··· Items ···

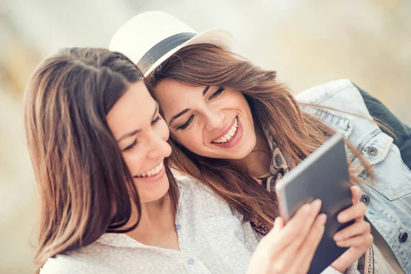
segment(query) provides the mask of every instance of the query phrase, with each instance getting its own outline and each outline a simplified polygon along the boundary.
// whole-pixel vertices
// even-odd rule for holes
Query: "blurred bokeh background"
[[[1,273],[32,272],[38,201],[22,119],[31,73],[59,48],[107,47],[149,10],[198,32],[228,29],[234,51],[295,92],[349,78],[411,124],[411,1],[0,0]]]

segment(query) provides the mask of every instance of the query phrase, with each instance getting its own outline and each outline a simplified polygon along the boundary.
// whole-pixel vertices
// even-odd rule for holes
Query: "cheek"
[[[158,121],[155,133],[164,140],[166,141],[169,140],[169,138],[170,138],[170,130],[165,121],[161,120]]]
[[[173,138],[190,151],[196,154],[201,154],[204,147],[204,141],[203,135],[199,132],[202,132],[201,129],[193,128],[188,132],[179,132],[173,134]]]
[[[141,158],[141,153],[138,153],[138,147],[135,147],[134,151],[125,153],[123,155],[124,161],[127,164],[127,167],[132,173],[132,175],[134,175],[139,171],[140,166],[142,164],[142,159]]]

···

Stated goal - Arrange all the lines above as a JSON list of strings, one string per line, with blank lines and the pictures left out.

Result for this task -
[
  "segment(query) provides the mask of every instance of the query phrase, with each instance getting its own outline and each outline a simplified polygon along the boundary.",
  "// whole-pixel vertices",
  "// even-odd rule for holes",
  "Query: \"blurred bokeh background\"",
  "[[[1,273],[32,272],[38,201],[22,119],[31,73],[59,48],[107,47],[149,10],[198,32],[228,29],[234,51],[295,92],[349,78],[411,124],[411,1],[0,0]]]",
  "segment(query) provides the mask of every instance of the query phrase, with each instance getting its own outline and each outline a simplified polygon along the boundary.",
  "// whole-pixel vertices",
  "// even-odd rule for holes",
  "Query: \"cheek\"",
  "[[[158,121],[155,133],[164,140],[166,141],[169,140],[169,138],[170,138],[170,130],[165,121],[161,120]]]",
  "[[[173,138],[190,151],[196,154],[201,154],[204,147],[204,141],[203,135],[199,132],[202,132],[201,129],[193,128],[188,132],[179,132],[173,134]]]",
  "[[[141,158],[141,153],[138,153],[138,147],[135,147],[134,151],[125,153],[123,155],[124,161],[127,164],[127,167],[132,173],[132,175],[134,175],[139,171],[140,166],[142,164],[142,159]]]"
]